**** Working data ****

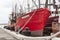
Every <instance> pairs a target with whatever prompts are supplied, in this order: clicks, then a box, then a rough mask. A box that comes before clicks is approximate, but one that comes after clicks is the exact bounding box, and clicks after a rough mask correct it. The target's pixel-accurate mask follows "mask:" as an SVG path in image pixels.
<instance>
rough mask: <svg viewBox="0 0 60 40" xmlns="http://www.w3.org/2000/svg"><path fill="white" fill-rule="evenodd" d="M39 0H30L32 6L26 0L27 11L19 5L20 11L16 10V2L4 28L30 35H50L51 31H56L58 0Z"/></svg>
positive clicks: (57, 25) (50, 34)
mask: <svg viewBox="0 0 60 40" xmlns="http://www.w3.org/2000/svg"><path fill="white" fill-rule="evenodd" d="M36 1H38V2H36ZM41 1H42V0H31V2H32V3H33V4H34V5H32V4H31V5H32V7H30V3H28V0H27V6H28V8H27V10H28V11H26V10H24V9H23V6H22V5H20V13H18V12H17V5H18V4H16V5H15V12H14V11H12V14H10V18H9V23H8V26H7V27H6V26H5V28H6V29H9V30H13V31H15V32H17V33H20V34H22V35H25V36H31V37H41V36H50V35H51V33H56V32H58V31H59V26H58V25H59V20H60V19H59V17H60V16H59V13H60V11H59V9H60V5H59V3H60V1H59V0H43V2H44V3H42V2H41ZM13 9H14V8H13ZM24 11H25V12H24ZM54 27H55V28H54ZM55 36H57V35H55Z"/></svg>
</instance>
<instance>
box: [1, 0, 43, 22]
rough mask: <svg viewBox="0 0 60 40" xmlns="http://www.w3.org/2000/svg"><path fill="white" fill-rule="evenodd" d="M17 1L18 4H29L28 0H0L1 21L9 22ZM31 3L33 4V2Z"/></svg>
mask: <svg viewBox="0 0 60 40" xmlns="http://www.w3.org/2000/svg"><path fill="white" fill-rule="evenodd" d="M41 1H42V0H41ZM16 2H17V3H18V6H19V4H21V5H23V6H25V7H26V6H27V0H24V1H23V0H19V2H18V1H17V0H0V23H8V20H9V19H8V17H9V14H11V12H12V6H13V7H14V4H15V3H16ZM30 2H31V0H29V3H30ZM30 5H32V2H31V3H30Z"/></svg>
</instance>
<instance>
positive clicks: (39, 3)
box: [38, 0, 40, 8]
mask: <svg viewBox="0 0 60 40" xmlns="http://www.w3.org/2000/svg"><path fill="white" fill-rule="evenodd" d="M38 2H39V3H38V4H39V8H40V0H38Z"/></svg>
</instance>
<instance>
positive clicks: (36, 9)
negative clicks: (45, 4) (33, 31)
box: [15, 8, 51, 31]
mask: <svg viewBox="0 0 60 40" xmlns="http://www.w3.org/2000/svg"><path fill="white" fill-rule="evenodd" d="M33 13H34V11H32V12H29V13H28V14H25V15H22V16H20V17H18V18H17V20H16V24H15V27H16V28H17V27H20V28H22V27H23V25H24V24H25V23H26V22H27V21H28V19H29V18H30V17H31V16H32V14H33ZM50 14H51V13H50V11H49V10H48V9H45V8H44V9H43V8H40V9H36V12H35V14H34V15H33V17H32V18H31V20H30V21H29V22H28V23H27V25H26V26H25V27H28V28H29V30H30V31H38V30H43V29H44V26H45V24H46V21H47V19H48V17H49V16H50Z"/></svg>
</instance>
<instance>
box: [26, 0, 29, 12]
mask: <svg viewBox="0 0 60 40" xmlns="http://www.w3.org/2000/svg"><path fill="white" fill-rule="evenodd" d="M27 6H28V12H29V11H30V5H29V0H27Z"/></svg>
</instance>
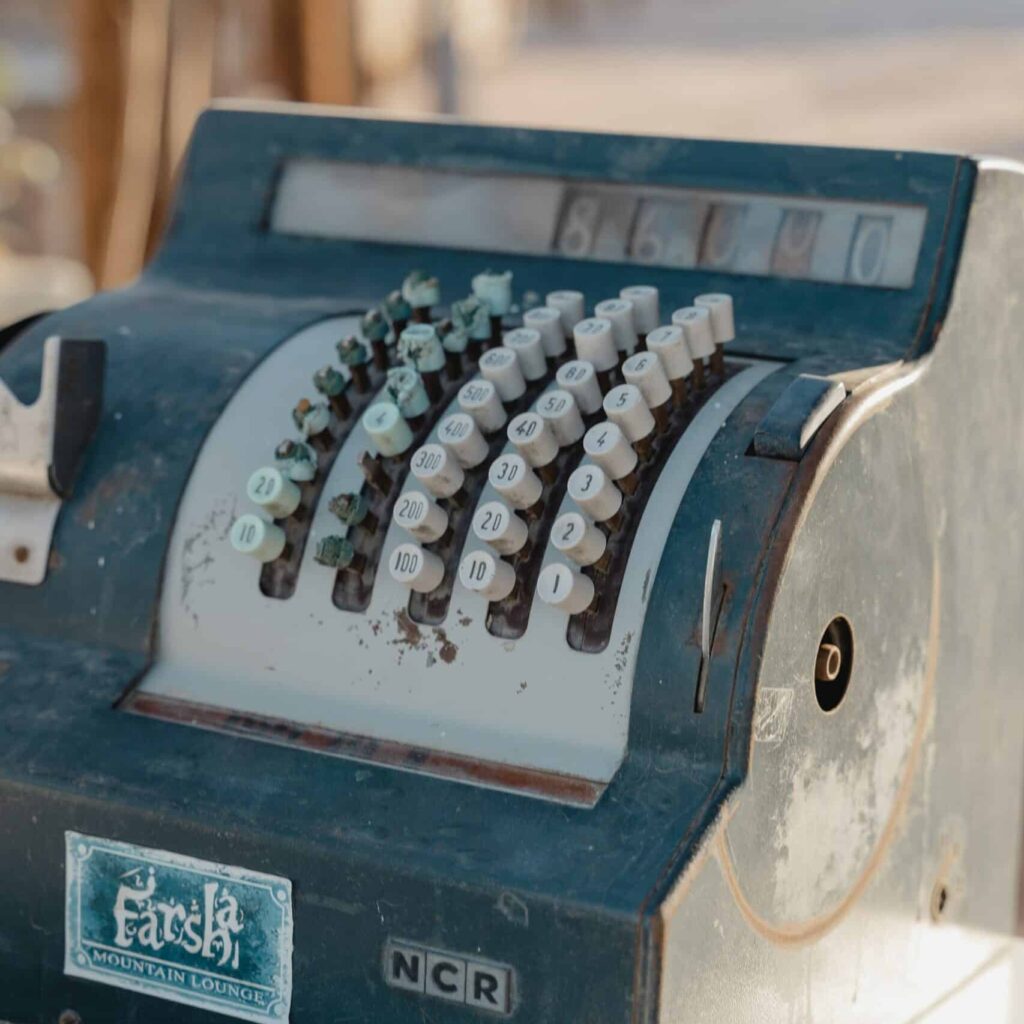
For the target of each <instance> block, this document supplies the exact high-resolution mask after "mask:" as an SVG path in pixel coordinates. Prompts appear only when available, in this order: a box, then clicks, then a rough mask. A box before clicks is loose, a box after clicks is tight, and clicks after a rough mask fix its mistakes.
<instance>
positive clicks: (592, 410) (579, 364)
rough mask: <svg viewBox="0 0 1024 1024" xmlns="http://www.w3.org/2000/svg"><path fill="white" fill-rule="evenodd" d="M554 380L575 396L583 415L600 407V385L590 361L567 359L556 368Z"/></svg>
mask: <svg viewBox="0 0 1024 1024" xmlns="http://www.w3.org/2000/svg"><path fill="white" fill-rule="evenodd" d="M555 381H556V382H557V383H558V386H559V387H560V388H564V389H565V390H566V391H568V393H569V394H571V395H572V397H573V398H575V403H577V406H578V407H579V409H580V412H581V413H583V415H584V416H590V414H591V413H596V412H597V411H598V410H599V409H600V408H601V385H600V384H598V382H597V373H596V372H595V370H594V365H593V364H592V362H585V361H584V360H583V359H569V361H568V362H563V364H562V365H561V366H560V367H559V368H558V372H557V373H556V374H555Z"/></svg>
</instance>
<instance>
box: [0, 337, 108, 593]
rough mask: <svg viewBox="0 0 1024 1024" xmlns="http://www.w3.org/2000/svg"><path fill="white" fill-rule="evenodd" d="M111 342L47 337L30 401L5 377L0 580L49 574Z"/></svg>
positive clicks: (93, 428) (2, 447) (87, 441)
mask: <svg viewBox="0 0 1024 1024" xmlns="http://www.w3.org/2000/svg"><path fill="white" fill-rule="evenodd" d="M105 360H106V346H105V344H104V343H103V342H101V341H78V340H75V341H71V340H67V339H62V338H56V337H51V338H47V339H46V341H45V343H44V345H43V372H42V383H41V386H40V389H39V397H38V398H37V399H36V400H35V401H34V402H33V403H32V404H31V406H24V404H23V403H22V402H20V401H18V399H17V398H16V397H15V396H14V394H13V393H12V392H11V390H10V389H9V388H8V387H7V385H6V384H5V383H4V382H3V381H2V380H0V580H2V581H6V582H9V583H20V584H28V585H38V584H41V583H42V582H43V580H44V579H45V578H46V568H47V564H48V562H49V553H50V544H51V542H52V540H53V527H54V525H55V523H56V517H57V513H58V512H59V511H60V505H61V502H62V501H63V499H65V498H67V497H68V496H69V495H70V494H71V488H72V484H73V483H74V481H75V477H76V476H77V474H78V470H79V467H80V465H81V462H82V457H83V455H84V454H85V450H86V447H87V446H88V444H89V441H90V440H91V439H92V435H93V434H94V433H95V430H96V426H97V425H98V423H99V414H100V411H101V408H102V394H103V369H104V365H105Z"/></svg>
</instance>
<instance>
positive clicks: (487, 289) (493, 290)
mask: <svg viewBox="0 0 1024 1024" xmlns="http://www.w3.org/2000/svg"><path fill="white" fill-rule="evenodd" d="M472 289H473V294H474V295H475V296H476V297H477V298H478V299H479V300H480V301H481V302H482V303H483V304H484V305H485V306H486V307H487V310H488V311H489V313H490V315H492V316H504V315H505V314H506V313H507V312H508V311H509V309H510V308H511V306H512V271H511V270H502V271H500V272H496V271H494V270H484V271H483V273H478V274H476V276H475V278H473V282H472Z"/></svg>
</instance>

****

# To do:
Line by line, output the material above exactly, passing over the pictures.

# Answer area:
Every <instance> pairs a target with whatever prompts are supplied, in this order: clicks, then a box, then a rough mask. A box that comes before clicks is approximate, but one that comes after clicks is the exact bounding box, and clicks after a rough mask correct it. The target's pixel-accurate mask follows "mask:" as an SVG path in image pixels.
<instance>
rough mask: <svg viewBox="0 0 60 40" xmlns="http://www.w3.org/2000/svg"><path fill="white" fill-rule="evenodd" d="M39 0H30L32 6L26 0L27 11L19 5L20 11L16 10V2L4 28L30 35H50L51 31H56L58 0Z"/></svg>
positive clicks: (57, 25) (50, 34)
mask: <svg viewBox="0 0 60 40" xmlns="http://www.w3.org/2000/svg"><path fill="white" fill-rule="evenodd" d="M36 1H38V2H36ZM41 1H42V0H31V2H32V3H33V4H34V5H32V4H31V5H32V7H30V3H28V0H27V6H28V8H27V10H28V11H26V10H24V9H23V6H22V5H20V13H18V12H17V5H18V4H16V5H15V12H14V11H12V14H10V18H9V23H8V26H7V27H6V26H5V28H6V29H9V30H13V31H15V32H17V33H20V34H22V35H25V36H31V37H41V36H50V35H51V33H56V32H58V31H59V26H58V25H59V20H60V19H59V17H60V16H59V13H60V11H59V9H60V5H59V3H60V1H59V0H43V2H44V3H42V2H41ZM13 9H14V8H13ZM24 11H25V12H24ZM54 27H55V28H54ZM55 36H57V35H55Z"/></svg>
</instance>
<instance>
box: [1, 0, 43, 22]
rough mask: <svg viewBox="0 0 60 40" xmlns="http://www.w3.org/2000/svg"><path fill="white" fill-rule="evenodd" d="M17 1L18 4H29L28 0H0L1 21L9 22ZM31 3L33 4V2Z"/></svg>
mask: <svg viewBox="0 0 60 40" xmlns="http://www.w3.org/2000/svg"><path fill="white" fill-rule="evenodd" d="M41 1H42V0H41ZM16 2H17V3H18V6H19V4H21V5H23V6H25V7H26V6H27V0H24V1H23V0H19V2H18V1H17V0H0V23H8V20H9V19H8V17H9V14H11V12H12V6H13V7H14V4H15V3H16ZM30 2H31V0H29V3H30ZM30 5H32V2H31V3H30Z"/></svg>
</instance>
<instance>
positive clicks: (39, 3)
box: [38, 0, 40, 8]
mask: <svg viewBox="0 0 60 40" xmlns="http://www.w3.org/2000/svg"><path fill="white" fill-rule="evenodd" d="M38 2H39V3H38V4H39V8H40V0H38Z"/></svg>
</instance>
<instance>
positive clicks: (36, 9)
negative clicks: (45, 4) (33, 31)
box: [15, 8, 51, 31]
mask: <svg viewBox="0 0 60 40" xmlns="http://www.w3.org/2000/svg"><path fill="white" fill-rule="evenodd" d="M33 13H34V11H32V12H29V13H28V14H25V15H22V16H20V17H18V18H17V20H16V24H15V27H16V28H17V27H20V28H22V27H23V25H24V24H25V23H26V22H27V21H28V19H29V18H30V17H31V16H32V14H33ZM50 14H51V13H50V11H49V10H48V9H45V8H44V9H43V8H40V9H36V12H35V14H34V15H33V17H32V18H31V20H30V21H29V22H28V23H27V25H26V26H25V27H28V28H29V30H30V31H38V30H43V29H44V26H45V24H46V21H47V19H48V17H49V16H50Z"/></svg>
</instance>
<instance>
box: [26, 0, 29, 12]
mask: <svg viewBox="0 0 60 40" xmlns="http://www.w3.org/2000/svg"><path fill="white" fill-rule="evenodd" d="M27 6H28V12H29V11H30V5H29V0H27Z"/></svg>
</instance>
For the target of each <instance> block, this document supplies the exact high-resolution mask after "mask:" as an SVG path in pixel coordinates. Prompts appear only when available, in this order: a box, then clicks, then a rough mask. A box before clicks is loose, a box after clicks is tight, and clicks after a rough mask fix its mistakes.
<instance>
positive clicks: (592, 410) (579, 364)
rough mask: <svg viewBox="0 0 1024 1024" xmlns="http://www.w3.org/2000/svg"><path fill="white" fill-rule="evenodd" d="M554 380L575 396L583 415L600 407V385L590 361L567 359L556 368Z"/></svg>
mask: <svg viewBox="0 0 1024 1024" xmlns="http://www.w3.org/2000/svg"><path fill="white" fill-rule="evenodd" d="M555 381H556V382H557V383H558V386H559V387H560V388H564V389H565V390H566V391H568V393H569V394H571V395H572V397H573V398H575V403H577V406H578V407H579V409H580V412H581V413H583V415H584V416H590V414H591V413H596V412H597V411H598V410H599V409H600V408H601V385H600V384H598V382H597V373H596V372H595V370H594V365H593V364H592V362H585V361H584V360H583V359H569V361H568V362H563V364H562V365H561V366H560V367H559V368H558V372H557V373H556V374H555Z"/></svg>
</instance>
<instance>
box: [0, 337, 108, 593]
rough mask: <svg viewBox="0 0 1024 1024" xmlns="http://www.w3.org/2000/svg"><path fill="white" fill-rule="evenodd" d="M111 342L47 337L30 401L5 377L0 580L49 574Z"/></svg>
positive clicks: (93, 428) (2, 447) (87, 441)
mask: <svg viewBox="0 0 1024 1024" xmlns="http://www.w3.org/2000/svg"><path fill="white" fill-rule="evenodd" d="M105 360H106V346H105V344H104V343H103V342H101V341H78V340H75V341H71V340H67V339H62V338H56V337H51V338H47V339H46V341H45V343H44V345H43V372H42V383H41V386H40V389H39V397H38V398H37V399H36V400H35V401H34V402H33V403H32V404H31V406H24V404H23V403H22V402H20V401H18V399H17V398H16V397H15V396H14V394H13V393H12V392H11V390H10V389H9V388H8V387H7V385H6V384H5V383H4V382H3V381H2V380H0V580H2V581H6V582H9V583H20V584H28V585H38V584H41V583H42V582H43V580H44V579H45V578H46V568H47V564H48V562H49V553H50V544H51V542H52V540H53V527H54V525H55V523H56V517H57V513H58V512H59V511H60V505H61V502H62V501H63V499H65V498H67V497H68V496H69V495H70V494H71V488H72V484H73V483H74V481H75V477H76V476H77V474H78V470H79V467H80V465H81V462H82V457H83V455H84V454H85V450H86V447H87V446H88V444H89V441H90V440H91V439H92V435H93V434H94V433H95V430H96V426H97V425H98V423H99V414H100V411H101V408H102V394H103V369H104V365H105Z"/></svg>
</instance>
<instance>
positive clicks: (487, 289) (493, 290)
mask: <svg viewBox="0 0 1024 1024" xmlns="http://www.w3.org/2000/svg"><path fill="white" fill-rule="evenodd" d="M472 289H473V294H474V295H475V296H476V297H477V298H478V299H479V300H480V301H481V302H482V303H483V304H484V305H485V306H486V307H487V310H488V311H489V313H490V315H492V316H504V315H505V314H506V313H507V312H508V311H509V309H510V308H511V306H512V271H511V270H502V271H500V272H496V271H494V270H484V271H483V273H478V274H476V276H475V278H473V282H472Z"/></svg>
</instance>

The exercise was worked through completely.